━━ SOURCE TEXT ━━

Verizon's is not that robust and they dont reach every business and user in the world thus they are peering with others.

"Verizon has received top Metro Ethernet Forum awards around the world for its leadership and innovation in developing and delivering Carrier Ethernet business services. In addition to earning the Global Service Provider of the Year award for the fourth consecutive year, Verizon received two Carrier Ethernet Business Application Awards for Asia-Pacific, the Best Marketing award for the Americas and the North America Regional Service Provider award."

Yup, totally not Robust at all. Nah, perhaps I'll believe the Metro Ethernet Forum.

»metroethernetforum.org/page_load ··· _id=2499

»newscenter.verizon.com/corporate ··· t-forum/


Clearwater, FL

1 edit
reply to Skippy25
BTW I really don't disagree with you or the other side, something is missing

1. I agree it's really a win for all


2. Verizon and Redbox have Instant

3. This "OpenConnect" CDN, I don't care what's it's called - is something that Netflix would normally have to PAY Verizon to connect to. - just as Netflix PAYS Level 3. So offering this new CDN for "free" is not an incentive for Verizon.

4. Verizon Owns and Operates this place:
Miami, FL: NAP Of The Americas
»www.terremark.com/data-centers/a ··· cas.aspx

Verizon can freely peer with almost anyone if they wanted to. But they don't. That's how the Internet works. The Tier 1's are all friends. The others have to pay the Tier 1's if they want to connect.


Camden, NJ
reply to Telco

Re: Dat Bitrate

Yes it is....

━━━

• _TASKS FOR THIS EXERCISE_:
1. Answer these questions using the Verizon forum excerpt:
(a) According to the quoted passage, for how many consecutive years has Verizon earned the Global Service Provider of the Year award?
(b) Which company does the excerpt say Netflix pays?
(c) What facility in Miami does the excerpt say Verizon owns and operates?
2. Print the part of the Verizon forum excerpt starting at "2. Verizon and" and ending at "incentive for Verizon.".
The rows in the data listing play no part in this work.

━━ EXCERPTED DATA ━━

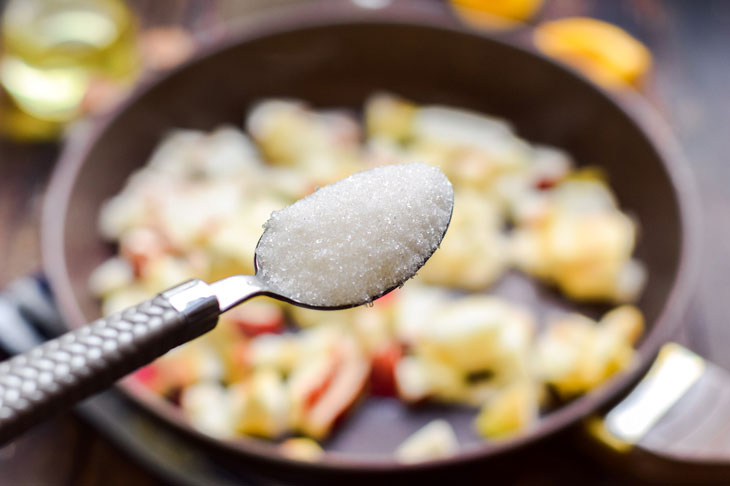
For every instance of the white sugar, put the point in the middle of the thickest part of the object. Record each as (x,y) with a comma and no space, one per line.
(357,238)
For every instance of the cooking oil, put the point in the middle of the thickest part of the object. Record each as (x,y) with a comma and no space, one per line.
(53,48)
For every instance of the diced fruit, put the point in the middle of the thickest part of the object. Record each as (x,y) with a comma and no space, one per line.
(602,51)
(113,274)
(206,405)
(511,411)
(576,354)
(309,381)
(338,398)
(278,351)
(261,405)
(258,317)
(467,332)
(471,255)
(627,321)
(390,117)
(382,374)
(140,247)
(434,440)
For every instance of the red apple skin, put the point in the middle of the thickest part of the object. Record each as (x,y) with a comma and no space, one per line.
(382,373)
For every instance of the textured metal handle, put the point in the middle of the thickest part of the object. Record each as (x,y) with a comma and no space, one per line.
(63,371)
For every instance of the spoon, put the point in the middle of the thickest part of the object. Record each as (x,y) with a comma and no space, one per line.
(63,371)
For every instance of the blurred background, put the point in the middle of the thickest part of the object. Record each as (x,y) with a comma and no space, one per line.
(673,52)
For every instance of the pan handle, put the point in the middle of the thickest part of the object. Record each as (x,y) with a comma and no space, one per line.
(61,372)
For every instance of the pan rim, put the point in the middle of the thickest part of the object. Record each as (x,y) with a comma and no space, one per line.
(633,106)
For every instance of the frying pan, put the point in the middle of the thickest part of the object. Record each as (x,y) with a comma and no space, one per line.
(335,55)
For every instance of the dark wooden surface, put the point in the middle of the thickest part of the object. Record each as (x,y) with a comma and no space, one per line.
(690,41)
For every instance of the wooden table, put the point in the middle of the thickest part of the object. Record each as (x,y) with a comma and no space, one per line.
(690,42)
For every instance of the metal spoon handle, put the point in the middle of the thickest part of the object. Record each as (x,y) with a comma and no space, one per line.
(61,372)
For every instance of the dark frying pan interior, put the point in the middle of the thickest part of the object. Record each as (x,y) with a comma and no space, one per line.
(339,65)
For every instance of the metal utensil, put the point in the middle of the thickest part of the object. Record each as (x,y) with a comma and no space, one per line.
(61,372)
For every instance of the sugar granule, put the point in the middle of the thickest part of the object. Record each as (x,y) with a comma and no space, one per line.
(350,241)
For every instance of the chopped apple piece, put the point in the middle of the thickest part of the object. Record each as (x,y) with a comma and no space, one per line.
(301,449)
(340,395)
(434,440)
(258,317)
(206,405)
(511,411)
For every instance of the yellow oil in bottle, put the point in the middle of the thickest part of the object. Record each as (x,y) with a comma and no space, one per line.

━━━

• _ANSWERS BY TASK_:
1.
(a) Four consecutive years.
(b) Level 3.
(c) NAP Of The Americas.

2.
2. Verizon and Redbox have Instant

3. This "OpenConnect" CDN, I don't care what's it's called - is something that Netflix would normally have to PAY Verizon to connect to. - just as Netflix PAYS Level 3. So offering this new CDN for "free" is not an incentive for Verizon.